→ TASK A:
Return, word for word, the part of the comments on college and blue-collar work that opens with the words containing "Well that might" and closes with "jobs in factories.".
→ TASK B:
Resume the comments on college and blue-collar work from the point where they stop.
(Beginning of GIVEN TEXT)
Next time you go in for brain surgery, be sure to ask for the dude without the sheepskin.
At the pricey Sarah Lawrence College, a typical course on four canonical U.S. authors is Queer Americans: James, Stein, Cather, Baldwin. Many leading schools offer similar fare.
Well that might land you a job at MSNBC or CNN, I suppose.
You're absolutely right about your work philosophy--no job is dishonorable when you're producing something. But I think there's a distinction between a trade--as you're pointing out by example--and what many would consider "traditional" blue collar jobs in factories.
I'm talking about people who's only real job is doing setup for an automated machine. Or placing finished parts into packages. Or "monitoring" gauges and indicators. Let's face it, automation is removing the need for a lot of traditional blue-collar jobs. Now, if you're a mechanic that can fix or maintain these machines, good for you. People seeking traditional blue-collar jobs have to change their way of thinking about jobs, and there's no doubt that something beyond a high school diploma will be needed in the future.
If your two college grads exmerged from academia unscathed by the Leftist dogma prevailing there, then it’s in spite of it, NOT because of it.
(End of GIVEN TEXT)
(Beginning of ENTRIES PROVIDED)
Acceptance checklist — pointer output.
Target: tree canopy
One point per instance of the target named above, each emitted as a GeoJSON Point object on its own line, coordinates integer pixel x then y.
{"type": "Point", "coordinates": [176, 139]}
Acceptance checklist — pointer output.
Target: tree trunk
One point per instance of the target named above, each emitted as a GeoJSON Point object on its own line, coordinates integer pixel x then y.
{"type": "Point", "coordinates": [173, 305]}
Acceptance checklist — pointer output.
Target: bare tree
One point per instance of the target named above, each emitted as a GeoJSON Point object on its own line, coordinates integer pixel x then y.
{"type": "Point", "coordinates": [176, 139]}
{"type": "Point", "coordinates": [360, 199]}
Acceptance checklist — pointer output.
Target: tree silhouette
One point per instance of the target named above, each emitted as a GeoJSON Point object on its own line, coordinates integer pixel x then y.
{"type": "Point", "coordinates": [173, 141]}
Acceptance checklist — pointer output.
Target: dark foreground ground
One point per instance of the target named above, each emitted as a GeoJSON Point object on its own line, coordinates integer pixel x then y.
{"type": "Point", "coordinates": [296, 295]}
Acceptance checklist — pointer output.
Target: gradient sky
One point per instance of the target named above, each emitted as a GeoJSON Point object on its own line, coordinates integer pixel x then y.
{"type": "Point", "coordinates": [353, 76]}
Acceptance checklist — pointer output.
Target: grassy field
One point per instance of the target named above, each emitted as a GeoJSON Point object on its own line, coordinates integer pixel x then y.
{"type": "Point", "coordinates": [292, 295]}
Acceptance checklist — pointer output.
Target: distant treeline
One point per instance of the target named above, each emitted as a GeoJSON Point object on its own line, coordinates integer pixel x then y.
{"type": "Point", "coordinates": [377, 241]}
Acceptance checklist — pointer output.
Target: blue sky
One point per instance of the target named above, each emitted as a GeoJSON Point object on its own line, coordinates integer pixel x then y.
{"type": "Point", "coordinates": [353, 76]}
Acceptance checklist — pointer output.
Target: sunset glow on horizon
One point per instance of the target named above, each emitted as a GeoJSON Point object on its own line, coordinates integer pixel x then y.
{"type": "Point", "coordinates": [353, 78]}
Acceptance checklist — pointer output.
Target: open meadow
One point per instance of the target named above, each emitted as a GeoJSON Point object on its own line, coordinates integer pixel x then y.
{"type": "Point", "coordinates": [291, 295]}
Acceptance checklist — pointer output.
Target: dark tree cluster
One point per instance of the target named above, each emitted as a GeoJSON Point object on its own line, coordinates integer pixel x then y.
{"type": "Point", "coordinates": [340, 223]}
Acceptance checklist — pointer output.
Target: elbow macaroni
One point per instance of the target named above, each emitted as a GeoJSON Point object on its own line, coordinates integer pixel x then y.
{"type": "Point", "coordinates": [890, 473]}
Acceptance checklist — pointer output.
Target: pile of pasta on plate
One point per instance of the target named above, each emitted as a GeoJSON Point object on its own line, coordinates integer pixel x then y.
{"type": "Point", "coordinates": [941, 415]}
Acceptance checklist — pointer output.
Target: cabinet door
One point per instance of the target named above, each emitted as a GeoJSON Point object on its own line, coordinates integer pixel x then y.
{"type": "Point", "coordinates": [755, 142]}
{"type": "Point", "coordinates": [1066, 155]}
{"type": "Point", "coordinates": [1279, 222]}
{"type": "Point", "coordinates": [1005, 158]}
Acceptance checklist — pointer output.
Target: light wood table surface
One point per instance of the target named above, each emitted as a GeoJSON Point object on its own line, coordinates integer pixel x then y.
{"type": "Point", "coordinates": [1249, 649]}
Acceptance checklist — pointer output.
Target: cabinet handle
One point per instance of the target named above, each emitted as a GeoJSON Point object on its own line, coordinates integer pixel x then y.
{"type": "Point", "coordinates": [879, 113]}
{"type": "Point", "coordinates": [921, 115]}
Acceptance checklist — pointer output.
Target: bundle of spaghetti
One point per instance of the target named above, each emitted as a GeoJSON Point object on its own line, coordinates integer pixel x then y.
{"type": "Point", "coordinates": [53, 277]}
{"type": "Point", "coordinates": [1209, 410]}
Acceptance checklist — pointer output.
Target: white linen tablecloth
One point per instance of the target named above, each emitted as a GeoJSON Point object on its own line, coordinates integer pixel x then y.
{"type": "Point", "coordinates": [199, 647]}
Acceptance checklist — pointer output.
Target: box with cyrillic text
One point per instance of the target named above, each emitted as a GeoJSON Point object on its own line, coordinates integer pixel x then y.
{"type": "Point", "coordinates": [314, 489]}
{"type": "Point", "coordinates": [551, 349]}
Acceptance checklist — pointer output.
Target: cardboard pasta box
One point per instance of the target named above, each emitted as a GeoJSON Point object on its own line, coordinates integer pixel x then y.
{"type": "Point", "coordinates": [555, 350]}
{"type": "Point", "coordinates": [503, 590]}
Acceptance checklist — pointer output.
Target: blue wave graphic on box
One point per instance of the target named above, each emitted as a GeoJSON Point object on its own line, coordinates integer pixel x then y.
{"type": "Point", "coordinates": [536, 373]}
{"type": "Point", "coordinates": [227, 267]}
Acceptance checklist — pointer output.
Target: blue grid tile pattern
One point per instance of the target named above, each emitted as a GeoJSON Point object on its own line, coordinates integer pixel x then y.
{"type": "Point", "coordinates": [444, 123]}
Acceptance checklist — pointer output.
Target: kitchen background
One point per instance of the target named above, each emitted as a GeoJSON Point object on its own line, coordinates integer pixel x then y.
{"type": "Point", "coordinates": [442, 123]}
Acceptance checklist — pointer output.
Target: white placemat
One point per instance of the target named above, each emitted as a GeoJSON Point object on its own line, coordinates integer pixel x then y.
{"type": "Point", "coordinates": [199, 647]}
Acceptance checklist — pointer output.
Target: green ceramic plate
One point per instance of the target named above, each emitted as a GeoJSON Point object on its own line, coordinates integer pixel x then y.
(End of ENTRIES PROVIDED)
→ ANSWER SPACE A:
Well that might land you a job at MSNBC or CNN, I suppose.
You're absolutely right about your work philosophy--no job is dishonorable when you're producing something. But I think there's a distinction between a trade--as you're pointing out by example--and what many would consider "traditional" blue collar jobs in factories.

→ ANSWER SPACE B:
They are to be commended for their independent thought, their fortitude in the face of overwhelming opposition, and their ability to blinker their drooling Leftist professors into giving them passing grades in spite of their incongruent ideology.
whoa! that's a lot of dinero to experience sorority life... imo...
Scripture nails it again:
“12: And further, by these, my son, be admonished: of making many books there is no end; and much study is a weariness of the flesh.
13: Let us hear the conclusion of the whole matter: Fear God, and keep his commandments: for this is the whole duty of man.
14: For God shall bring every work into judgment, with every secret thing, whether it be good, or whether it be evil. “
That’s Ecclesiastes 12:12
i wonder if your daughter, knowing what she knows now, would have preferred to have gone to a state school for far less money and would like to have grammy’s 40K cash in hand right now.
And my pop-up read that Obama wants everyone to go to college.
“change their way of thinking about jobs...”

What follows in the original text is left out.